## About this exercise
Repeat a stretch of the travel account below word for word: begin at the words "Rosal is summoned" and stop after "of Northern Pakistan.".

## Page excerpt
This amicable teacher, Adel, is an example of a devout Muslim who has studied the Koran and embraced all that is good about it. It is the tradition of the religion to welcome visitors, and he's inviting without being pushy. When we explain our journey, he suggests leaving a visit to his family home in the hills for our return, and to forge on ahead to a meeting place further up the valley.
Lunch takes place a short hike away from the Indus, in an enormous home overlooking the ridge where apparently Alexander settled, his elephants barred from stomping any further by this mighty river. Surrounded by a small army of men, we lounge on 'charpois', the traditional rope strung beds, propped up by an array of cushions, as we sip on icy cordial. Slippers are provided as we rest under a fan tempering the heat of the afternoon.
Traditional Pathan people segregate men and women; Rosal is invited to visit the women and children of the house while lunch is prepared, tucked away as they are out of sight of prying eyes.
Adel tells me about himself in his excellent English. Once a police officer, his life as a teacher allows him more time with his family. He has a love for English Literature, having studied at Peshawar University, and is keen to discuss Milton, Shakespeare and Dickens. Here I am, I think to myself, talking about Keats in Northern Pakistan, to a tribal Pathan. Renowned for their hospitality as much as their bravery, it's said a Pathan will even lay down his life for his guest.
We discuss Islam and arranged marriages (criteria: She be beautiful, and if not beautiful then wealthy, and if not wealthy then religious!) which provide much of the makeup of Pakistani tradition. 'In Jane Austen, love comes before marriage, but in the Muslim tradition, marriage comes before love!' Adel comments with a smile. Unlike many such conversations in Pakistan, he's not preaching and it's a two way exchange of thoughts.
It makes me feel awkward, in situations that go beyond a greeting, to have to keep to my opening story: I'm a tactical Christian and Rosal is my wife! To most Muslims, the concept of noncommittal to a religion is as hard to grasp as that of non equality between men and women is to us. And as for the idea of a single woman travelling with a single man... Even as my 'wife' in traditional clothes, Rosal still gets unwanted lingering stares from men brought up in a society whose view of western women is compounded by a diet of Marie Claire, Cosmopolitan and Sharon Stone!
Rosal is summoned from 'above' and lunch is served. She returns with tales of immaculate and coveted gadgets - including a bleached white washing machine and a video recorder encased in its original box. We tuck into (freshly slaughtered) chicken, pilao rice, curd, naan and a concoction of cooling dips. Our hosts play down this lavish feast and promise that on our return 'we will pass a night here and eat fresh fish!'
With a departing photo shoot - an extended crowd of bearded men solemnly facing the camera - we take to the road once more. A request to photograph the women is politely but sternly turned down... We've sampled the renowned Pathan hospitality and now our bellies are heavy with food and our minds filled with the traditions of Northern Pakistan.
Back into the heat, the distant mountains are our destination.

## Material provided
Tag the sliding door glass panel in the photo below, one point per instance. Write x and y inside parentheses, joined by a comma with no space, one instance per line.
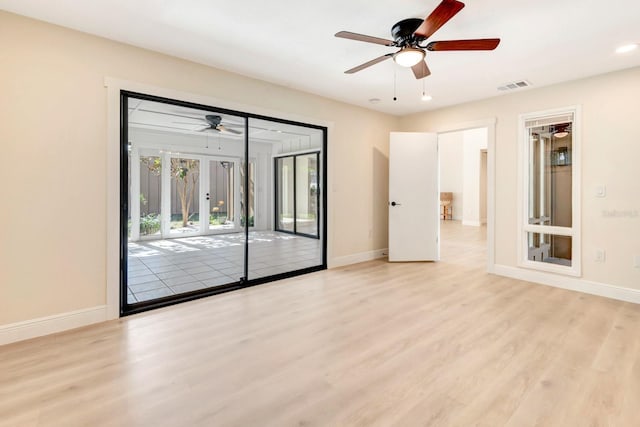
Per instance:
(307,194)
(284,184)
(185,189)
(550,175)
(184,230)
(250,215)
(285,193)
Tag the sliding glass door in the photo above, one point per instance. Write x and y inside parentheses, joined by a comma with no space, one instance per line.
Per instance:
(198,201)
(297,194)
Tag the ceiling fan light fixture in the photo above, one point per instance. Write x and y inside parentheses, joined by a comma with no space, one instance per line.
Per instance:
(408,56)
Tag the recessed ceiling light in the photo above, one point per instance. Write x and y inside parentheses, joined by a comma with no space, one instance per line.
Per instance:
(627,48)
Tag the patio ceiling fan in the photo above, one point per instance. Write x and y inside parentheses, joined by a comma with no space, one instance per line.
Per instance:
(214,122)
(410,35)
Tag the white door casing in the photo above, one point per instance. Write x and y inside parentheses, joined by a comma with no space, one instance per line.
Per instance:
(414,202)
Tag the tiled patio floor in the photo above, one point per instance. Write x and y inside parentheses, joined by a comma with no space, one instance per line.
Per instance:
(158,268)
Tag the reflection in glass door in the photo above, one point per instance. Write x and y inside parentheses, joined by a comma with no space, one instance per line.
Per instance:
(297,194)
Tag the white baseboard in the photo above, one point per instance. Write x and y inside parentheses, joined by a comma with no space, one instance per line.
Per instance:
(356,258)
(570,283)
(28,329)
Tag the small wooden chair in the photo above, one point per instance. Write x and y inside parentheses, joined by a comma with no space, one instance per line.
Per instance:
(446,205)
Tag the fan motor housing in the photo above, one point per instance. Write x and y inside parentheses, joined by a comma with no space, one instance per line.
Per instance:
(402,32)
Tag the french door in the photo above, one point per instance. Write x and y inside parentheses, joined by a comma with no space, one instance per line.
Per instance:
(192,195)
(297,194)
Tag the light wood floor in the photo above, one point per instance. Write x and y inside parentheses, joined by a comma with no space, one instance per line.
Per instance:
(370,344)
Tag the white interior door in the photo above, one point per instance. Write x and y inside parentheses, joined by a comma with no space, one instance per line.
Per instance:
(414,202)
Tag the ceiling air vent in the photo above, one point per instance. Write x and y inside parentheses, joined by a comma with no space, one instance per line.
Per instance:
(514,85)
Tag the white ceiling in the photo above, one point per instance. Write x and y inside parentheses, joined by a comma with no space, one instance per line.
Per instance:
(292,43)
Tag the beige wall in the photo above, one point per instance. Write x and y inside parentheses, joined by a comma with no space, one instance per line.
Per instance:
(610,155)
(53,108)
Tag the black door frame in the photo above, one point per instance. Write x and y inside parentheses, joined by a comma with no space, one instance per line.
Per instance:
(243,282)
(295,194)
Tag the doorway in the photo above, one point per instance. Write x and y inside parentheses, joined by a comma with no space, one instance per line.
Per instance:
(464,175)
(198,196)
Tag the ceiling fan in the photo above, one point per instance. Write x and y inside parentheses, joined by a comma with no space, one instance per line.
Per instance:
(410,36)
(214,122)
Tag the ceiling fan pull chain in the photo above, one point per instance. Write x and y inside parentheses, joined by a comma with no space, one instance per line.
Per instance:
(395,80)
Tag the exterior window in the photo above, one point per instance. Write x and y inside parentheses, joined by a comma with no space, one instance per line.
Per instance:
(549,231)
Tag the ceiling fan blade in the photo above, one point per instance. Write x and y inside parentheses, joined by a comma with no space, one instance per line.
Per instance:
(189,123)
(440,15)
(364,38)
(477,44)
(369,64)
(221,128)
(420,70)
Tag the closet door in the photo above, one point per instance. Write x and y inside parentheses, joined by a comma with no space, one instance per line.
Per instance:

## Response
Rosal is summoned from 'above' and lunch is served. She returns with tales of immaculate and coveted gadgets - including a bleached white washing machine and a video recorder encased in its original box. We tuck into (freshly slaughtered) chicken, pilao rice, curd, naan and a concoction of cooling dips. Our hosts play down this lavish feast and promise that on our return 'we will pass a night here and eat fresh fish!'
With a departing photo shoot - an extended crowd of bearded men solemnly facing the camera - we take to the road once more. A request to photograph the women is politely but sternly turned down... We've sampled the renowned Pathan hospitality and now our bellies are heavy with food and our minds filled with the traditions of Northern Pakistan.